(Exercise brief) In the entries that follow, the lines from the one with "Query: clear plastic sheet" through the one with "Query: shopper in black coat" are the ones to write out, exactly and with both ends included. Nothing else should appear.

─── Data under study

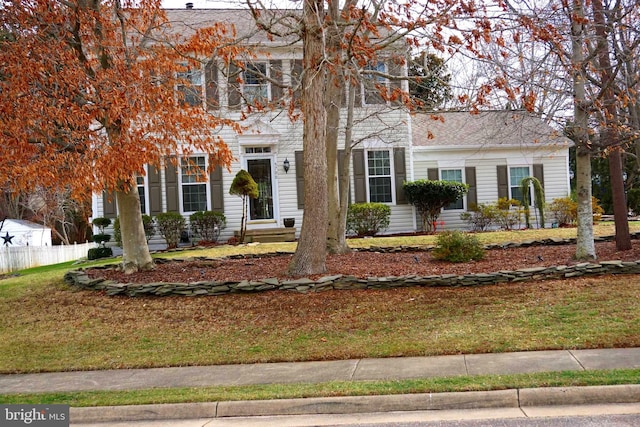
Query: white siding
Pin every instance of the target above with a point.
(485, 160)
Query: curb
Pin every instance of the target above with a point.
(512, 398)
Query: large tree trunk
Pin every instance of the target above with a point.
(334, 94)
(311, 254)
(135, 254)
(585, 247)
(610, 132)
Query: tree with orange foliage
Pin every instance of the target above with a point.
(88, 98)
(359, 49)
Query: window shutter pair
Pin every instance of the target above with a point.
(360, 177)
(503, 178)
(172, 189)
(235, 87)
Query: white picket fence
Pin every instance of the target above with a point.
(13, 258)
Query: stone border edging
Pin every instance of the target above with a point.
(80, 278)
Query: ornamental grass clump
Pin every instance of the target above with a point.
(455, 246)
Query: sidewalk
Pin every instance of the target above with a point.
(343, 370)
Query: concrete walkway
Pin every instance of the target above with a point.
(344, 370)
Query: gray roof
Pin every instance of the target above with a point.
(485, 128)
(186, 21)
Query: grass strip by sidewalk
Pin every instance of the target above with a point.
(329, 389)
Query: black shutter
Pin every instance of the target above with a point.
(299, 178)
(217, 192)
(109, 206)
(395, 70)
(470, 178)
(503, 181)
(155, 191)
(296, 82)
(235, 94)
(360, 177)
(275, 73)
(172, 188)
(400, 175)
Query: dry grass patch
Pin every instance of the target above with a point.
(52, 328)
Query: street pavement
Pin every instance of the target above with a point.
(342, 370)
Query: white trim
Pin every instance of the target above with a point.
(391, 172)
(464, 181)
(273, 157)
(180, 184)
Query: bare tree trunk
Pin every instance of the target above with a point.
(311, 254)
(610, 133)
(334, 94)
(136, 254)
(585, 247)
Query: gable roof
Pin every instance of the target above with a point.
(505, 128)
(187, 21)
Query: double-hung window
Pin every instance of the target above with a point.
(373, 82)
(453, 175)
(256, 86)
(516, 175)
(194, 186)
(190, 87)
(379, 175)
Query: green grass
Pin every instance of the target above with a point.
(47, 326)
(329, 389)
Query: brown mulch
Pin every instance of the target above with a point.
(366, 264)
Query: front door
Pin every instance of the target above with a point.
(261, 208)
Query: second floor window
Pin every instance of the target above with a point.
(194, 187)
(256, 86)
(453, 175)
(379, 176)
(141, 193)
(516, 175)
(190, 89)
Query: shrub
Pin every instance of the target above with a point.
(455, 246)
(480, 216)
(147, 223)
(429, 197)
(565, 210)
(508, 213)
(244, 185)
(100, 252)
(101, 223)
(368, 219)
(207, 224)
(101, 238)
(170, 225)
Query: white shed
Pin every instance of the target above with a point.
(19, 232)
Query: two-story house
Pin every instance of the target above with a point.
(391, 145)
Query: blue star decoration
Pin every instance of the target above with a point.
(7, 239)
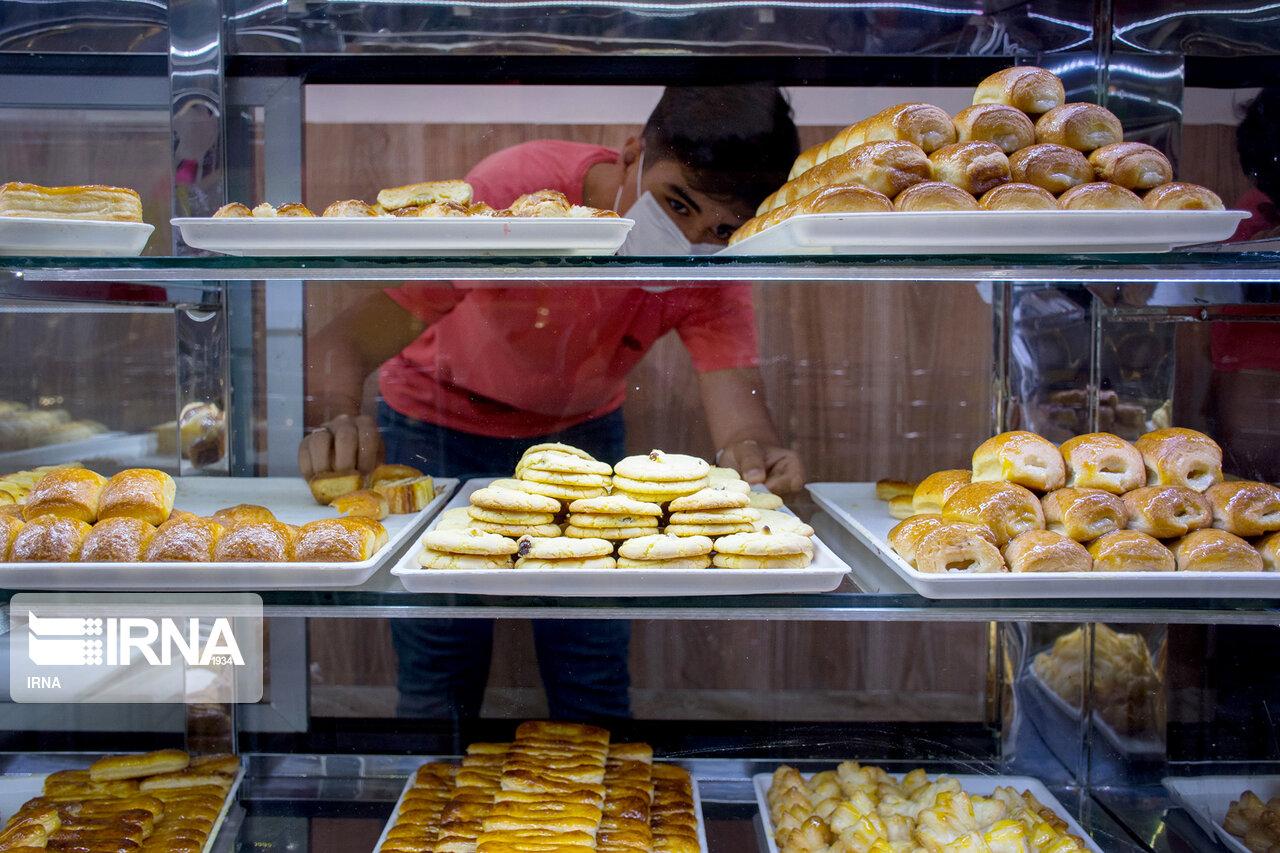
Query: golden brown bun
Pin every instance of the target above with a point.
(1244, 507)
(1130, 551)
(1050, 167)
(935, 195)
(184, 541)
(1046, 551)
(142, 493)
(1215, 551)
(1005, 507)
(1018, 196)
(935, 489)
(49, 538)
(118, 539)
(1102, 461)
(1083, 514)
(1133, 165)
(1098, 195)
(885, 167)
(1029, 89)
(94, 201)
(1178, 456)
(1020, 457)
(974, 167)
(69, 492)
(1166, 511)
(1182, 196)
(954, 548)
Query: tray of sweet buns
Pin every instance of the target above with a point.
(83, 220)
(428, 218)
(554, 787)
(1019, 170)
(73, 528)
(1096, 516)
(653, 524)
(159, 801)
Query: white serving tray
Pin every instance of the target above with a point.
(443, 236)
(823, 574)
(997, 232)
(35, 237)
(288, 497)
(408, 784)
(1206, 799)
(972, 784)
(855, 506)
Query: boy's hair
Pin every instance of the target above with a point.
(732, 141)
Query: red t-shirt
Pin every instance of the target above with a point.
(521, 361)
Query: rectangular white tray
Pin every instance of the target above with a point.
(855, 506)
(981, 785)
(823, 574)
(997, 232)
(408, 783)
(288, 497)
(406, 236)
(1206, 799)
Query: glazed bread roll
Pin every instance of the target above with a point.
(118, 539)
(935, 489)
(1029, 89)
(1006, 127)
(69, 492)
(1133, 165)
(1098, 195)
(142, 493)
(885, 167)
(1083, 514)
(1130, 551)
(1020, 457)
(1166, 511)
(1050, 167)
(1018, 196)
(1211, 550)
(935, 195)
(1046, 551)
(1182, 196)
(1102, 461)
(974, 167)
(1178, 456)
(1244, 507)
(1005, 507)
(956, 548)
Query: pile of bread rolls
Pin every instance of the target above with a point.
(1019, 146)
(1093, 503)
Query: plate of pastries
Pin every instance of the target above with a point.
(1019, 170)
(1096, 516)
(652, 524)
(553, 787)
(426, 218)
(85, 220)
(159, 801)
(858, 808)
(71, 527)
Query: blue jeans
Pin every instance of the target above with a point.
(443, 664)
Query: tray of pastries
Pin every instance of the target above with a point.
(657, 524)
(155, 802)
(72, 528)
(554, 787)
(429, 218)
(83, 220)
(1095, 518)
(1019, 170)
(862, 807)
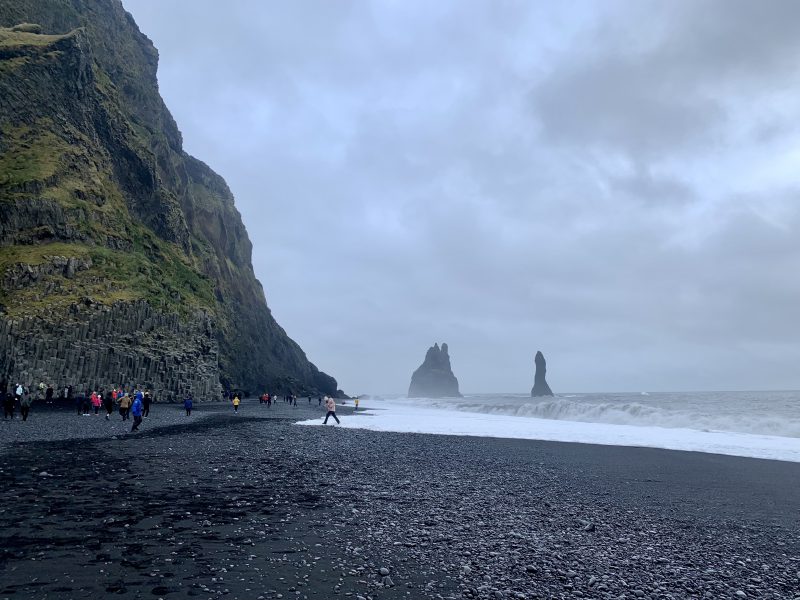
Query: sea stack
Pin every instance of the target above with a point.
(434, 378)
(540, 387)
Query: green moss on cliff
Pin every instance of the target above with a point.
(32, 153)
(12, 38)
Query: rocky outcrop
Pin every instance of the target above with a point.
(434, 378)
(540, 387)
(104, 218)
(123, 344)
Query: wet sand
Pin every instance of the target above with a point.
(251, 506)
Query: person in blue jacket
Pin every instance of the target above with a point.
(137, 410)
(187, 404)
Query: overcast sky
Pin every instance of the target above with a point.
(615, 184)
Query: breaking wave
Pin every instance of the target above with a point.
(714, 415)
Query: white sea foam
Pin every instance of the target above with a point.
(590, 420)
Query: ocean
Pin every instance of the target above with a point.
(754, 424)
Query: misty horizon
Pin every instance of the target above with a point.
(612, 184)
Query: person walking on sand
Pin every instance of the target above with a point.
(137, 409)
(124, 406)
(108, 403)
(147, 400)
(96, 402)
(25, 406)
(8, 405)
(330, 404)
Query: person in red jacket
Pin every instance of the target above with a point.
(330, 404)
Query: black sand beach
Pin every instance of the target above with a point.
(252, 506)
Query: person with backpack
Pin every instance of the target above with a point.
(147, 400)
(187, 404)
(96, 400)
(137, 409)
(8, 405)
(330, 404)
(108, 403)
(124, 406)
(25, 406)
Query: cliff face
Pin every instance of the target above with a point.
(540, 387)
(122, 258)
(434, 378)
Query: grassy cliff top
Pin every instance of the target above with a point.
(18, 37)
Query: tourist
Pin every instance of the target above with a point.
(147, 400)
(25, 406)
(137, 409)
(108, 403)
(124, 406)
(8, 405)
(330, 404)
(187, 404)
(96, 400)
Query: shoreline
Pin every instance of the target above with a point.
(259, 507)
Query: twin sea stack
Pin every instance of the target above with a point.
(434, 378)
(123, 259)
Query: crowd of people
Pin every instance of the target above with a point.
(129, 402)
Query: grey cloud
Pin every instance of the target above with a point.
(662, 78)
(399, 189)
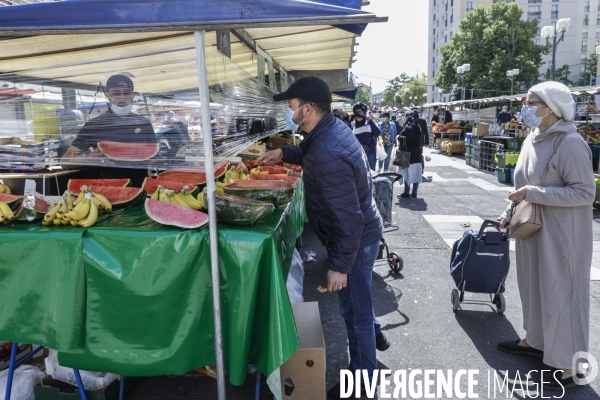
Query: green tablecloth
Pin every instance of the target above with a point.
(133, 297)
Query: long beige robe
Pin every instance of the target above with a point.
(553, 266)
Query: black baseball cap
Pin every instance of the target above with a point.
(307, 89)
(116, 81)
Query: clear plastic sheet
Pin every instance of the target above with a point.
(135, 105)
(91, 380)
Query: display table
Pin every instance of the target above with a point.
(133, 297)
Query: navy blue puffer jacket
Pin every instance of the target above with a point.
(339, 198)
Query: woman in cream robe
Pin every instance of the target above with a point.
(553, 265)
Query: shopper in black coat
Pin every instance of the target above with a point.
(413, 139)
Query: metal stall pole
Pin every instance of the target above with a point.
(11, 371)
(212, 213)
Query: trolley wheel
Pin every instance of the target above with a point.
(396, 263)
(500, 303)
(455, 299)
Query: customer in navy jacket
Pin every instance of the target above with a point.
(341, 210)
(366, 131)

──────

(Solution to this problem)
Query: clear plastic sheet
Pin every instance of the target above with a point.
(135, 105)
(91, 380)
Query: display table
Pin every instance of the target above with a point.
(133, 297)
Query: navy blue puffer jacket
Pin every instance of the target above with a point.
(339, 198)
Query: woman in cream robe
Pin every instance of the target above with a point.
(553, 265)
Query: shopper in black coat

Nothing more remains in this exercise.